The problem
Continue the article on refinancing while interest rates rise, starting right after its last sentence.

Text shown

□ □ □

Reasons to Refinance as Interest Rates Rise
It sounds counterintuitive to refinance as interest rates rise, but there are some cases where there is more to gain than lose.
Calculations regarding the duration and amount of the loan coupled with changing interest rates can make it a scary prospect. Get familiar with your current agreement with your lender to make sure you are making an educated choice.
Getting Out of the Strong ARM
You may feel like you’re in a chokehold with an Adjustable Rate Mortgage (ARM), but don’t worry. Refinancing even when rates are rising might be something that benefits you. ARM interest rates fluctuate, so your payments are not a reliable dollar amount. When they refresh every few years, you stand the chance of paying a lot more interest, especially in the scenario where rates are rising. This type of mortgage is best if you plan to stay in your home for the short-term. You can get out of an ARM by refinancing into a Fixed Rate Mortgage instead. Fixed rate loans keep your interest rate the same for the life of the loan. No surprise balloon payments.

□ □ □

Data supplied
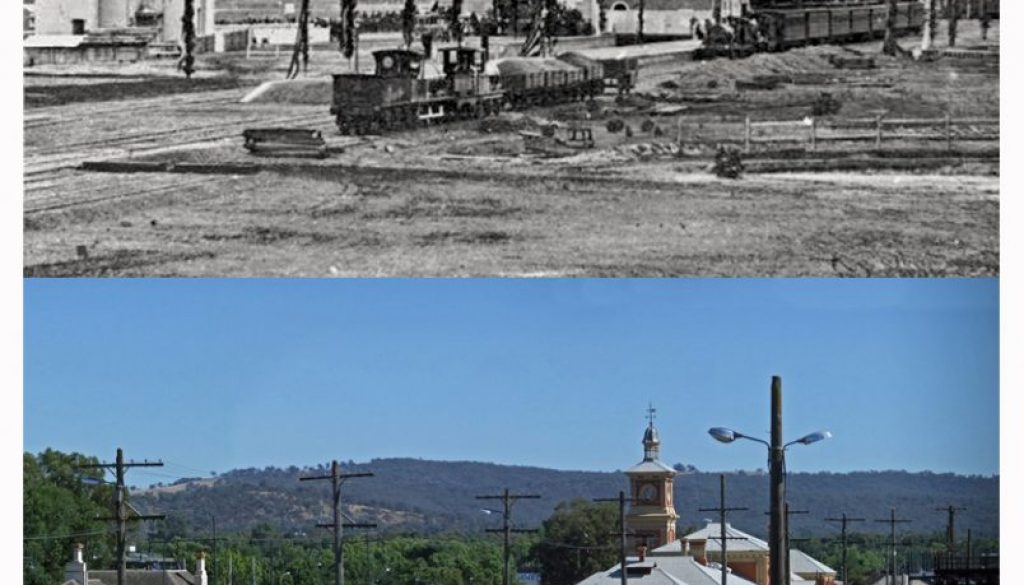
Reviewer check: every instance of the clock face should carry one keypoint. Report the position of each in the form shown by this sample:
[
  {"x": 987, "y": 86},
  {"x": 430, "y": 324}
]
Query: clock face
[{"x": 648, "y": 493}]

□ □ □

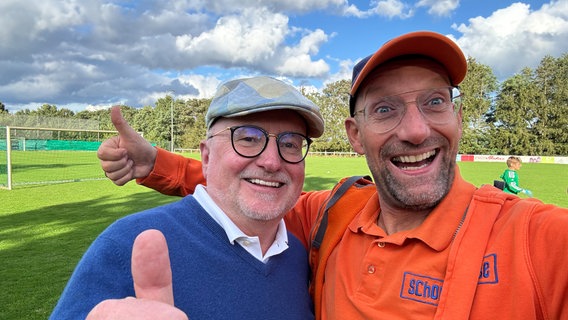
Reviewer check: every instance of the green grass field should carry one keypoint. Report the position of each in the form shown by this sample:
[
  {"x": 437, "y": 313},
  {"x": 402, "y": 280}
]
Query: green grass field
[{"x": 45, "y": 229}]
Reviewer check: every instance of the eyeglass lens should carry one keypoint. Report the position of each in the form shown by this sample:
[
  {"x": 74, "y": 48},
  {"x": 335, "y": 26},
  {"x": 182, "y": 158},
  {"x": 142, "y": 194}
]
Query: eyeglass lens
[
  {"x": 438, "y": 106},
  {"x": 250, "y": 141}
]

□ □ □

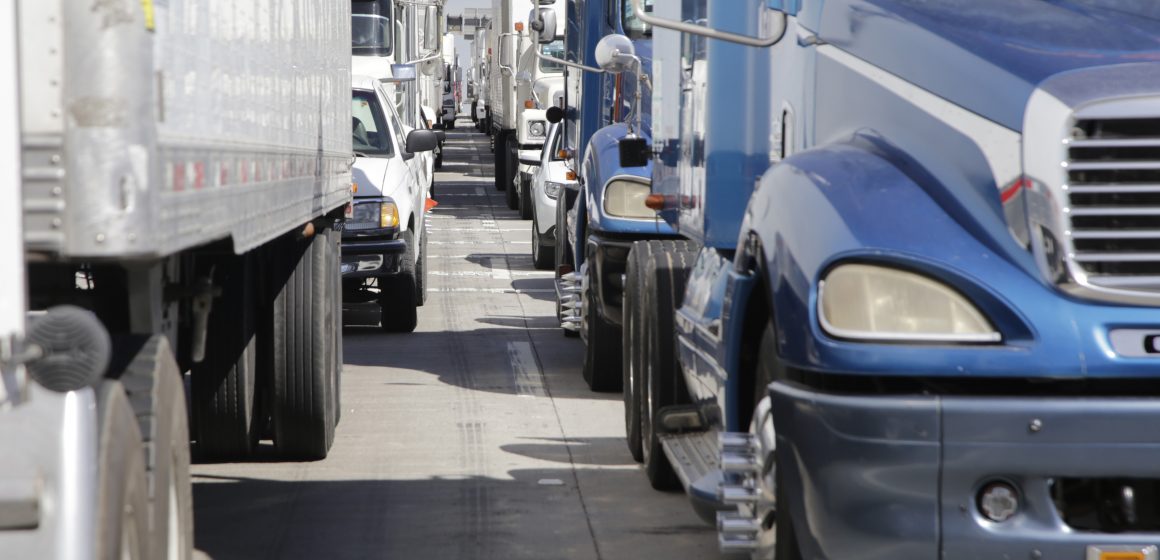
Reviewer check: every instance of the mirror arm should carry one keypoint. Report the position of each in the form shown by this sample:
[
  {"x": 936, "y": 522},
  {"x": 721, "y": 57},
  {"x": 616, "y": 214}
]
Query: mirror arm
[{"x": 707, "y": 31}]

□ □ □

Response below
Get Rid of the Extra
If a buyer has less than a 20% down payment, private mortgage insurance (PMI) is tacked on. PMI is built in to protect the lender in case you don’t pay the loan. Some lenders remove the PMI once you pay down 22% of the loan. You can also call and request it be removed when you owe 20%. Some loans make this a permanent designation. Check your paperwork. If you’re in a position to eliminate the PMI, refinance even if interest rates are rising.
Remove a Borrower
If you need to remove yourself or someone else from the deed, the loan needs to be refinanced. Optimally you’d do so when the interest rates are low, but if you need to remove someone legally, the sooner the better. Did you know that in a divorce settlement, the judge can award the house to whomever, but until their name is off of the paperwork, they are both still financially responsible? Lenders have no obligation to remove a name from the deed without refinancing.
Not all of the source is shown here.